* Start RAW DATA *

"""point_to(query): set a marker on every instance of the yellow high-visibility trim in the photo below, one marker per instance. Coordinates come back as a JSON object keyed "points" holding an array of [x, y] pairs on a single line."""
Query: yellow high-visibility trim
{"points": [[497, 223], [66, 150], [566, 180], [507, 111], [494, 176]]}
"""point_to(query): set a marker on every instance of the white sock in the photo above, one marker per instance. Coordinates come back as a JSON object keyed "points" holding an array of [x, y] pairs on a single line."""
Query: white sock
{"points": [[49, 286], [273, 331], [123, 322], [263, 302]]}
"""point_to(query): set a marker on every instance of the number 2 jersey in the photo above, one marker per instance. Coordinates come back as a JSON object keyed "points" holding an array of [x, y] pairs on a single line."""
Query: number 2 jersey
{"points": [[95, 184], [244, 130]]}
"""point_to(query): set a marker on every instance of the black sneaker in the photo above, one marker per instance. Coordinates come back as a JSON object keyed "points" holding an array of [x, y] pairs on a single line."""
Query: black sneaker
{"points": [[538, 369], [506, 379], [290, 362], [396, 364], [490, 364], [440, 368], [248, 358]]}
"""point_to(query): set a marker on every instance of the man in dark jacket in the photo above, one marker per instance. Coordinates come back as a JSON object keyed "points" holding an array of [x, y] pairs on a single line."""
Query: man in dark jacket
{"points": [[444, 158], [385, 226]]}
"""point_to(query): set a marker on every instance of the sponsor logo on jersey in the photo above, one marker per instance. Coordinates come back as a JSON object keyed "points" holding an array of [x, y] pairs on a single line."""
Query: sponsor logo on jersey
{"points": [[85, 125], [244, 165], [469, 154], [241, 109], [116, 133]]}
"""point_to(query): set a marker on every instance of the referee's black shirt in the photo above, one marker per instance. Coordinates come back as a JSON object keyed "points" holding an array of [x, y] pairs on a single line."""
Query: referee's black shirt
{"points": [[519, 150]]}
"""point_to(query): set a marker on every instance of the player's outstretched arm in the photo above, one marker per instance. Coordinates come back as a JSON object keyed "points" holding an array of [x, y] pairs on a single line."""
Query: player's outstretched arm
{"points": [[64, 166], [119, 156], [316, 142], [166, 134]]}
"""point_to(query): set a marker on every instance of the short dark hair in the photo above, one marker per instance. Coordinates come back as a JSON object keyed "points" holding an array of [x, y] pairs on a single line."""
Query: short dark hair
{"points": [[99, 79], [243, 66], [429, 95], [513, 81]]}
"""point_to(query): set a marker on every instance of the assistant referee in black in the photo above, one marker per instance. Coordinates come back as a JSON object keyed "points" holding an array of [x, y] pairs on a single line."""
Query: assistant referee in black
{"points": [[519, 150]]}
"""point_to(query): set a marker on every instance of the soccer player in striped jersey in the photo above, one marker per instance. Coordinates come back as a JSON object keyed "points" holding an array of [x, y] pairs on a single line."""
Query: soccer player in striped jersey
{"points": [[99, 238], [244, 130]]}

* End RAW DATA *

Can you rewrite everything from the line containing "of the soccer" down to the end of the material, requests included, with each point coordinate in the answers multiplied by 1.05 and rounded to a whole number, halves rounding up?

TASK SOLUTION:
"""point_to(query): set a marker on every instance of the soccer player in striped jersey in the photo above, one marker per instance. Coordinates come back as a JSON object keyed "points" holding an array of [x, y] pairs on a single line."""
Query: soccer player in striped jersey
{"points": [[104, 250], [256, 137]]}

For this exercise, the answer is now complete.